◆ TASK:
Starting at the line that contains "One point lands on each instance of the drainpipe;", restate each line word for word through the final line of the data, keeping both ends.

◆ PROVIDED MATERIAL:
☆ ☆ ☆ ☆

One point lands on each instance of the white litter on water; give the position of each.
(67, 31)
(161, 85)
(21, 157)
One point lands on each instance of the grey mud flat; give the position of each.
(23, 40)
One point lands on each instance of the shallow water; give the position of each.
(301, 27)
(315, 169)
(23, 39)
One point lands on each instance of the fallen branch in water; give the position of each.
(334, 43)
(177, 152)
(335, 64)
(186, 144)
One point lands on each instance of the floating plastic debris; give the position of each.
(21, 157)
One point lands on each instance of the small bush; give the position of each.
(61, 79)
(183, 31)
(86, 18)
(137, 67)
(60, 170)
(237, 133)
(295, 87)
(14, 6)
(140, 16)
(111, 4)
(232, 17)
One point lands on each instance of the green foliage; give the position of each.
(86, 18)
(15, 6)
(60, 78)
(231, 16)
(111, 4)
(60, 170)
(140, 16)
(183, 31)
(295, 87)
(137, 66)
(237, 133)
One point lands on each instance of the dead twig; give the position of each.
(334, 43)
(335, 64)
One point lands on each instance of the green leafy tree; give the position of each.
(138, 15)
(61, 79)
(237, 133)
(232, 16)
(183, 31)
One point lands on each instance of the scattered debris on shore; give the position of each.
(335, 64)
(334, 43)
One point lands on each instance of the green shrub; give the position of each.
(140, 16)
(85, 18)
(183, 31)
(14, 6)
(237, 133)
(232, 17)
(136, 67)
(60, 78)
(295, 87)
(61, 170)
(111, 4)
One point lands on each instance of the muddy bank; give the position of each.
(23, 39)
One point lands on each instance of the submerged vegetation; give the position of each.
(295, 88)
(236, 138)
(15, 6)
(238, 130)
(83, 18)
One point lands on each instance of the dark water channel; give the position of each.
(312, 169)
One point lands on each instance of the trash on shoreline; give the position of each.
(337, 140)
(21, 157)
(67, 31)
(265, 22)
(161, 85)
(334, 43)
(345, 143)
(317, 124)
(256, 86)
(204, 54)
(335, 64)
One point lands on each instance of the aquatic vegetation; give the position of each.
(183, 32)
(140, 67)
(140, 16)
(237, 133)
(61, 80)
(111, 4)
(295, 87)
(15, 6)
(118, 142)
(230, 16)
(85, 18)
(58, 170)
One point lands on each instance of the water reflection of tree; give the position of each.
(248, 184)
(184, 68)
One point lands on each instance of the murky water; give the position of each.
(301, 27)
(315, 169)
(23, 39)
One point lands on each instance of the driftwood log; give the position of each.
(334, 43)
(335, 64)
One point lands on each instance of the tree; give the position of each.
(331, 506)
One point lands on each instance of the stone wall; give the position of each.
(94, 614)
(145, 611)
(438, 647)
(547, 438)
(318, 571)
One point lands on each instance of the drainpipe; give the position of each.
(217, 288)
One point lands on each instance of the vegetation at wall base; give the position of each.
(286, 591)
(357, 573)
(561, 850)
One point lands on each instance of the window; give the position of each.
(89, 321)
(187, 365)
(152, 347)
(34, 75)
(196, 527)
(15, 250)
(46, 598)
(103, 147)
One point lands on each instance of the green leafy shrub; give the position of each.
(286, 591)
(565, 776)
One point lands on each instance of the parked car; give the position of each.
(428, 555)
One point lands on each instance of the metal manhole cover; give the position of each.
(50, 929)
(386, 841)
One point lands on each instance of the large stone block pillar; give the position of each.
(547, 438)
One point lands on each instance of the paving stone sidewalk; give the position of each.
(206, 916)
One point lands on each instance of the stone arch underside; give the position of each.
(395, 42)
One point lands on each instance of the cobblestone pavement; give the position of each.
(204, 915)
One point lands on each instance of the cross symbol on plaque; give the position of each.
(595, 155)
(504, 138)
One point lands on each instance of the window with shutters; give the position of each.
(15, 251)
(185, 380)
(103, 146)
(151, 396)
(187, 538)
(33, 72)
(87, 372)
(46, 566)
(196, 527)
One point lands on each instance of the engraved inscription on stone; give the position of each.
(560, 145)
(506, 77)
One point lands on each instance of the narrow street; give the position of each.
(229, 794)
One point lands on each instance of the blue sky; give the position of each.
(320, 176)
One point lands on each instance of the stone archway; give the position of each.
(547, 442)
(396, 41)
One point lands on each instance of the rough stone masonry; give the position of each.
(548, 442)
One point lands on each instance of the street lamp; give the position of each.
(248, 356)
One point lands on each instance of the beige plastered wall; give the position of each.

☆ ☆ ☆ ☆

◆ ANSWER BELOW:
One point lands on each instance of the drainpipe; give the position of each.
(217, 288)
One point lands on each instance of the vegetation at wall base; give the position of each.
(286, 591)
(357, 573)
(561, 850)
One point lands on each instance of the window; give the position of each.
(89, 321)
(187, 365)
(152, 347)
(34, 75)
(196, 527)
(15, 250)
(46, 598)
(103, 147)
One point lands on each instance of the green leafy shrub; give the position of each.
(286, 591)
(565, 776)
One point lands on each instance of the parked car; give the position of each.
(428, 555)
One point lands on each instance of the metal manhole cover; give the position of each.
(50, 929)
(386, 841)
One point lands on each instance of the large stone block pillar; give the position of each.
(547, 438)
One point lands on each instance of the paving stone sidewalk; give the position of each.
(206, 916)
One point lands on each instance of the stone arch underside; give the position of each.
(395, 42)
One point lands on each instance of the cobblestone pavement; give the position of each.
(204, 915)
One point lands on each instance of the cross symbol on plaque; give the position of each.
(595, 155)
(504, 138)
One point lands on each instance of the window with shutters; give the position of each.
(15, 251)
(185, 380)
(103, 146)
(151, 396)
(187, 538)
(33, 72)
(87, 372)
(46, 566)
(196, 527)
One point lands on each instance of the engraved inscription on stone; give the position of each.
(560, 145)
(506, 77)
One point lands on each instance of the narrow street; give the position of each.
(229, 794)
One point lands on each instance of the blue sky; give the position of each.
(320, 176)
One point lands on each instance of the stone archway; give the position of each.
(547, 442)
(396, 41)
One point lands on each instance of the rough stone masonry; give the position of each.
(548, 442)
One point lands on each instance of the street lamp; give the position of each.
(248, 356)
One point lands on each instance of the beige plastered wall; give the position of each.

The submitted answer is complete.